(Beginning of Supplied data)

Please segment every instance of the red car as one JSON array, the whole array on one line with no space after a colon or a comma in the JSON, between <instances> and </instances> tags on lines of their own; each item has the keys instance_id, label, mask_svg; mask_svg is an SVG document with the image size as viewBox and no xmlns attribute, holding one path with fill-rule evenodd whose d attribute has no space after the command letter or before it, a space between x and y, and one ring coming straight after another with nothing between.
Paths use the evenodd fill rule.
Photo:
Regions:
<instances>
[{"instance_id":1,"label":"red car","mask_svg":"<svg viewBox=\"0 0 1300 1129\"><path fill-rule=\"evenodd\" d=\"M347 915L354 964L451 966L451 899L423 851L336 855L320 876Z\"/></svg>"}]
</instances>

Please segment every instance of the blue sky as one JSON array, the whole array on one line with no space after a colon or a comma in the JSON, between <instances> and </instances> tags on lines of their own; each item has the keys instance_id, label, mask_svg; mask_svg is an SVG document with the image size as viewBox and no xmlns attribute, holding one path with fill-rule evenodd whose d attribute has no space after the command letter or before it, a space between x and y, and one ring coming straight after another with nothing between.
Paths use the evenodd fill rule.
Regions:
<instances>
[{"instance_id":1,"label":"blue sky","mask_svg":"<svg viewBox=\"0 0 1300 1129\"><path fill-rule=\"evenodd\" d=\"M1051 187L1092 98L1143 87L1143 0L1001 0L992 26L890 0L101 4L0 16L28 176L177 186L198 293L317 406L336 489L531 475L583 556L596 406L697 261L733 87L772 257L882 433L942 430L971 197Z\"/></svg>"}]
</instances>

(End of Supplied data)

◆ Task statement:
Reproduce the entries so that each line reads exactly as it did before.

◆ Response area:
Please segment every instance of the red car as one JSON array, the whole array on one line with no space after a colon or a comma in the JSON, between <instances> and </instances> tags on lines of their own; each item has the keys instance_id, label, mask_svg; mask_svg is an SVG document with the image size as viewBox and no xmlns attribute, holding one path with fill-rule evenodd whose d attribute has no space after the command letter or before it, a space between x and y, and one ring coming straight after another with nothing between.
Paths use the evenodd fill rule.
Photo:
Regions:
<instances>
[{"instance_id":1,"label":"red car","mask_svg":"<svg viewBox=\"0 0 1300 1129\"><path fill-rule=\"evenodd\" d=\"M347 915L354 964L451 966L451 899L423 851L336 855L320 876Z\"/></svg>"}]
</instances>

Please segment every instance of the blue sky as one JSON array, the whole array on one line with no space after a colon or a comma in the JSON, between <instances> and </instances> tags on lines of their own; each item has the keys instance_id, label, mask_svg; mask_svg is an SVG document with the image size as viewBox and no xmlns attribute, holding one path with fill-rule evenodd whose d attribute has no space after the command letter or before it, a space between x and y, and one ring coming straight after another with nothing between.
Paths use the evenodd fill rule.
Regions:
<instances>
[{"instance_id":1,"label":"blue sky","mask_svg":"<svg viewBox=\"0 0 1300 1129\"><path fill-rule=\"evenodd\" d=\"M1051 187L1092 98L1143 87L1143 0L1001 0L992 26L890 0L101 4L0 16L28 176L177 186L198 293L317 406L336 489L531 475L583 556L596 406L697 261L733 87L772 257L882 433L942 430L971 197Z\"/></svg>"}]
</instances>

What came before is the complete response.